• Set task:
Copy the records below word for word, leaving out the pictures.

• Extracted data:
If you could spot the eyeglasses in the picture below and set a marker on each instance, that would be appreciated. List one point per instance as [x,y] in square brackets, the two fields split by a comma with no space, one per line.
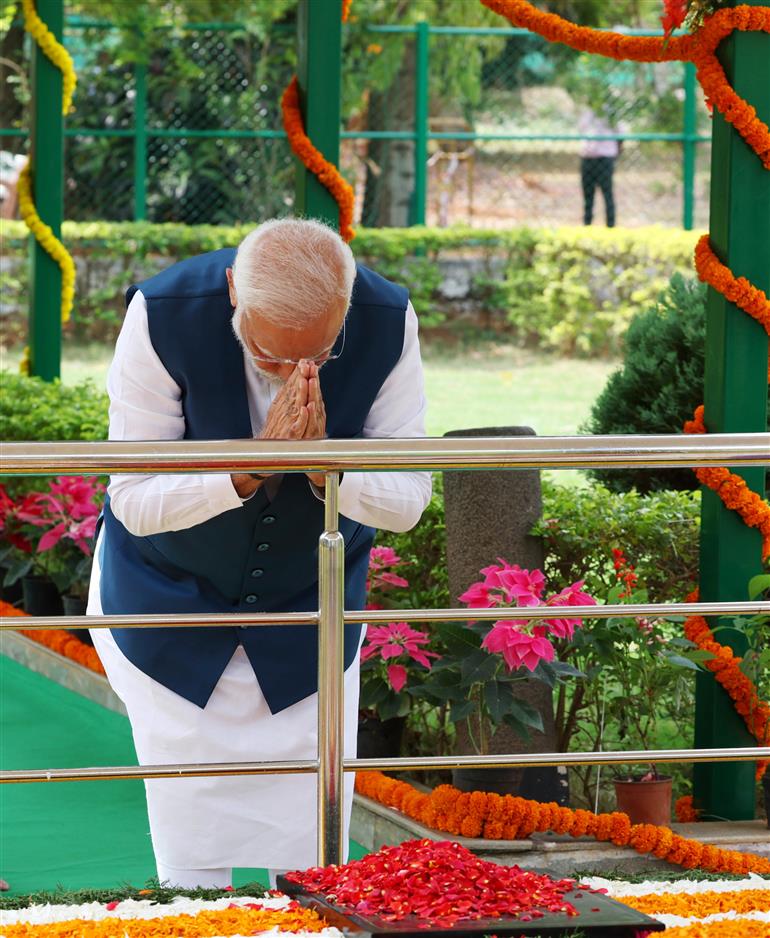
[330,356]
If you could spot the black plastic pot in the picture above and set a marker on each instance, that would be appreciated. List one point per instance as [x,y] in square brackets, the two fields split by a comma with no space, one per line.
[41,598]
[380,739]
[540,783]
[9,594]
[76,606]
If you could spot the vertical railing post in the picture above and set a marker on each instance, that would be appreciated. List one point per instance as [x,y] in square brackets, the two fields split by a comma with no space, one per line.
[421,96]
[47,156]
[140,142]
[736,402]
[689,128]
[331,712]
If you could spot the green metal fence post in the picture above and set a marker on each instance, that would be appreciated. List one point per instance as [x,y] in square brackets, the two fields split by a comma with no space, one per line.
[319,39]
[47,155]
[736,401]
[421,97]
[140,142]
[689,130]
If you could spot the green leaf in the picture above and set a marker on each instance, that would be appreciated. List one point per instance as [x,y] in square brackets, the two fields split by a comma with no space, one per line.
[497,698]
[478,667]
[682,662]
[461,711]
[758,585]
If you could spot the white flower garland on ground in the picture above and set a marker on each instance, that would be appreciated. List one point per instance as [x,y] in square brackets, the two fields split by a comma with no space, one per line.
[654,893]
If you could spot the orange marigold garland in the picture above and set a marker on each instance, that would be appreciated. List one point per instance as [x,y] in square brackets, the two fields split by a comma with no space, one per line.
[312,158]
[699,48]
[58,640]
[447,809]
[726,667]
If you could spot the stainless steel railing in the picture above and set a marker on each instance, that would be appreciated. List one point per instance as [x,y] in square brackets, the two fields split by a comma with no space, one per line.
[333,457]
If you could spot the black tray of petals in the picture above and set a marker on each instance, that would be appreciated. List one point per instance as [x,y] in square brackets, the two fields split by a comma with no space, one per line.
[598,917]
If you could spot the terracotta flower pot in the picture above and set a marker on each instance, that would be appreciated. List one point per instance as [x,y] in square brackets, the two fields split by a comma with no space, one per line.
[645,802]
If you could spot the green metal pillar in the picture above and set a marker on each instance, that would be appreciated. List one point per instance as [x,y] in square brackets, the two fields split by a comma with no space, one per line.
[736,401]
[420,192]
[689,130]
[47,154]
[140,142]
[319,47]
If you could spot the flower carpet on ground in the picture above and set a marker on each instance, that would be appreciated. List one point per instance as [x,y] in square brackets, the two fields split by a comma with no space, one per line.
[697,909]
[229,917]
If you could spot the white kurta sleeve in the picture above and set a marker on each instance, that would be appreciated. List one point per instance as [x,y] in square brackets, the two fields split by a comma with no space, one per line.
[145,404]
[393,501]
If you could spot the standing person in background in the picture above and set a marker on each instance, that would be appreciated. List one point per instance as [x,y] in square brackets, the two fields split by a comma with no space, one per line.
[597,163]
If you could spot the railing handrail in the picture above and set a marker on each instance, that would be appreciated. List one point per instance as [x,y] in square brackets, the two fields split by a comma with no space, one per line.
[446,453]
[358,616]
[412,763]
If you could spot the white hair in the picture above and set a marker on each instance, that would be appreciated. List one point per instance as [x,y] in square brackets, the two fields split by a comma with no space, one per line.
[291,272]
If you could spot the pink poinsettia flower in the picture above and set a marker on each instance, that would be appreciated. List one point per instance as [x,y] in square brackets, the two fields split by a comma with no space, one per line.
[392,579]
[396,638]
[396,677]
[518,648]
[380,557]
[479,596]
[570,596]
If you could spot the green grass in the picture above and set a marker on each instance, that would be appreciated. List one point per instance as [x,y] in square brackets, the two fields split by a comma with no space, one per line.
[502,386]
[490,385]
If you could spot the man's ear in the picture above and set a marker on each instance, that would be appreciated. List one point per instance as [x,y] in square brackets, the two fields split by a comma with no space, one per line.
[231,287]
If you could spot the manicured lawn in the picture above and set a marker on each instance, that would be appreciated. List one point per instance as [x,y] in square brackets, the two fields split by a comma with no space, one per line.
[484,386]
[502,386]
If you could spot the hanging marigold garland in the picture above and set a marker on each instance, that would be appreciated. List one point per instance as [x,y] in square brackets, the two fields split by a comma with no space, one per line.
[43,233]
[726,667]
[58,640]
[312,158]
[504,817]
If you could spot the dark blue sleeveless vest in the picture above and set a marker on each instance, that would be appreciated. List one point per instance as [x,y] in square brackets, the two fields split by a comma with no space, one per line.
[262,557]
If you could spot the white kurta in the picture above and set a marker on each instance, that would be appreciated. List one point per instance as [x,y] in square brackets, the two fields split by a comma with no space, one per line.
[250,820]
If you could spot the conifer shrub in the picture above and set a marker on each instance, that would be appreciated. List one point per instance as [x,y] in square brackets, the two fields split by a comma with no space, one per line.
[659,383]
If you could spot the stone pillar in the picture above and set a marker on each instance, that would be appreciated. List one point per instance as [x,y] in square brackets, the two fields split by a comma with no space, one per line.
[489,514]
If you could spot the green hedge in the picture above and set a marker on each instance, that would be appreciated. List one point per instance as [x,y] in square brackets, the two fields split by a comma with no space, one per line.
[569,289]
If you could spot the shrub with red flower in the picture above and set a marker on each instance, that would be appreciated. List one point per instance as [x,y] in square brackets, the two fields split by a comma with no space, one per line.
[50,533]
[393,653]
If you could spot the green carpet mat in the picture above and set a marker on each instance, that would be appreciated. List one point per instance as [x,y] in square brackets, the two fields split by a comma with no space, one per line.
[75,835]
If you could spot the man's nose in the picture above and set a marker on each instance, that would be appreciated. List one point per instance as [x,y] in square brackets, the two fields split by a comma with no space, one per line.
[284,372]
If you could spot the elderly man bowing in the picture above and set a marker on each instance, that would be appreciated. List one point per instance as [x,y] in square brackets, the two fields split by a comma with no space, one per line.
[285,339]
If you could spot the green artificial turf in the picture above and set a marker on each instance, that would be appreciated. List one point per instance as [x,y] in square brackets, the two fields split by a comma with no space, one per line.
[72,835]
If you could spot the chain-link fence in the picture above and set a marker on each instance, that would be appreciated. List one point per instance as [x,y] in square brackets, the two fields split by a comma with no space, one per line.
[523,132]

• Expected output:
If you could spot the eyeglasses in the picture below and set a marker on each instance, that would be appreciated. List one point per instance as [x,y] in square brackets, the two fields split by a comma with no space, one per line.
[330,356]
If you could spot the black plastic pot in the picture above and set a marker on each instance, that would be appreciated. List one point per instance as [x,y] in square brackets, the two fields split by a comma with no space, one per line.
[41,598]
[380,739]
[540,783]
[9,594]
[76,606]
If you could spot the vertical railing post in the picture above and set a marker on each instance, that would be appreciated. List one point per instance as [x,y] in square brackets, the two fields split by a comma with no space, one per line.
[421,96]
[47,156]
[140,142]
[736,402]
[689,128]
[331,712]
If you could spot the green metal fence post in the picture above and set a marker on each instance, that would be appreciated. List one point per instance as [x,y] in square brackets, the two fields split by a comma with no space, one per line.
[319,39]
[47,155]
[736,401]
[421,97]
[140,142]
[689,130]
If you could spot the green leaf in the picture above and set a marker on each instance, that would be appreciated. List one point per instance as [x,y] in square brackets, the two fields split by a comma with no space, one per line.
[497,698]
[478,667]
[682,662]
[461,711]
[758,585]
If you could spot the white flower garland on ground in the picture above and set a marker on each instance, that would be appreciated. List one point per instance as [x,y] in square brackets, the two fields split by a comma with no space, one per line.
[654,893]
If you could spot the orange marigold garland in the picture above and set a marker on each instance, that would be appreciated. List one point per instance as [x,y] in square brackets, the two fields split by a comma with no space, one per line.
[312,158]
[699,48]
[58,640]
[447,809]
[726,667]
If you could spot the stainless steel railing in the picture above and set a marker on each instance, that would be appreciated. List one point per instance as [x,y] in square brackets, the two fields split by a comma with no space, one per line.
[333,457]
If you could spot the black tray of petals in the picture above and set a marker on each instance, that would be appreciated. List one point per instance as [x,y] in square brackets, the two fields split by a comma with no space, one per line.
[598,917]
If you could spot the terracotta flower pot in the picture above and set a marker on each instance, that would be appreciated. List one point per instance as [x,y] in square brackets, the two fields split by a comma with no space, one per line.
[645,802]
If you could spot the green metal pillar in the picture above and set a marker on each instance, that would be appreciated. List one point per instance as [x,y] in square brackets, the two fields split by a comma with no space, one per line.
[736,401]
[420,192]
[689,130]
[47,154]
[140,142]
[319,47]
If you could spot the flower carpet on ground in the picture above and set a marker on each instance, that would be appreciated. List one point per instance as [x,y] in square brackets, the two fields split by a comma with no space, one per line.
[697,909]
[229,917]
If you could spot the white kurta sleeve in the picture above and set a marker on each instance, that would be appreciated. List one point per instance as [x,y] in square brackets, the two fields split by a comma with no space, one per line.
[145,404]
[393,501]
If you could spot the standing person in background in the picture above and set a marker on each instance, that would be appreciated. List one point per instance as [x,y] in square brackets, the two fields split by a comma with no space, one per line.
[597,163]
If you could spot the railing handrail in the picture above and set a marker on each instance, that would be appreciated. List one point per instance as [x,y] in square brackets, the two fields split by a comma with no space, one per line.
[446,453]
[358,616]
[412,763]
If you could spot the white hair in the picture above and set a marker on each instance, that would be appreciated. List one point per instance as [x,y] in square brackets, the two fields split by a comma with no space, one per line.
[291,272]
If you could spot the pink poinsettia flower in the picture above and set a marker on each instance, that would be appreciated. List one point per instance as [x,y] in square brackets, the two fields split by a comma with no space, one per line.
[392,579]
[396,638]
[396,677]
[518,648]
[380,557]
[479,596]
[570,596]
If you could spot the green grass in the picture above and set a marker on each instance, that would be appreciated. List one point per instance as [x,y] in square brackets, the two fields split by a comma with no space, one per line.
[502,386]
[490,385]
If you could spot the man's ear in the picture above and set a marker on each instance, that would be appreciated. List one point per instance as [x,y] in square brackets, the two fields split by a comma with no space, one per line.
[231,287]
If you could spot the manicured lawn in the picture above and set a marker on each instance, that would be appreciated. List one point per instance as [x,y] in square brackets, the two fields split by a comma with no space, one per line.
[484,386]
[502,386]
If you could spot the hanging marigold garland in the picture above and set a marker on each instance, that would be appreciated. List one point per instance as [x,y] in square brackets, the two fields split by a comma with no space, one per line.
[43,233]
[726,667]
[58,640]
[312,158]
[504,817]
If you could spot the dark blue sleeveless vest in the picture above and set a marker on each instance, that would be appreciated. List one point per instance as [x,y] in square brackets, the two fields split by a comma with no space, one per line.
[262,557]
If you could spot the white kurta in the picture above and set a marker on each instance, that would be appreciated. List one point per instance as [x,y] in square brackets, the two fields split by a comma with no space, one per line.
[250,820]
If you could spot the conifer shrub in the picture above and set a marker on each instance, that would be appreciated. List one point per instance as [x,y] in square brackets, the two fields split by a comma with no space, one per line.
[659,383]
If you could spot the stone pillar in the picture above and set a marker on each instance, that would be appreciated. List one point per instance as [x,y] in square brackets, the two fields split by a comma with no space, one per line.
[489,514]
If you could spot the green hedge in the picture above and set a marker on each instance, that would be appreciated. List one point per instance as [x,y] in square brackets, the two fields split by a comma with no space, one per line.
[569,289]
If you could spot the shrub with red flower in the picture above and set a marker on each instance, that would be appreciated. List one point per instance as [x,y] in square brackets, the two fields split by a comma with no space, one per line.
[50,533]
[393,653]
If you could spot the green carpet mat in the picture above and set a marker on each instance, that would be appreciated. List one point per instance as [x,y] in square brackets, the two fields split by a comma with no space, one per line.
[75,835]
If you could spot the man's nose in the picture above and set a marker on each instance, that would be appreciated. List one point per instance as [x,y] in square brackets, the two fields split by a comma with no space, one per line.
[284,372]
If you could spot the elderly man bowing in the picture above and set a marker on each instance, that would be appreciated. List one point per instance as [x,y] in square brackets, the two fields split by a comma with no space, one per line.
[285,339]
If you could spot the green artificial turf in the picture above and set a marker on each instance, that would be appreciated. List one point per instance as [x,y] in square brackets, the two fields split by a comma with no space, one per line.
[72,835]
If you could spot the chain-link fence in the picture above and set a marker on each instance, that would be appreciated. List one point per instance as [x,y] in square brackets, the two fields split by a comma with no space, one per line.
[523,132]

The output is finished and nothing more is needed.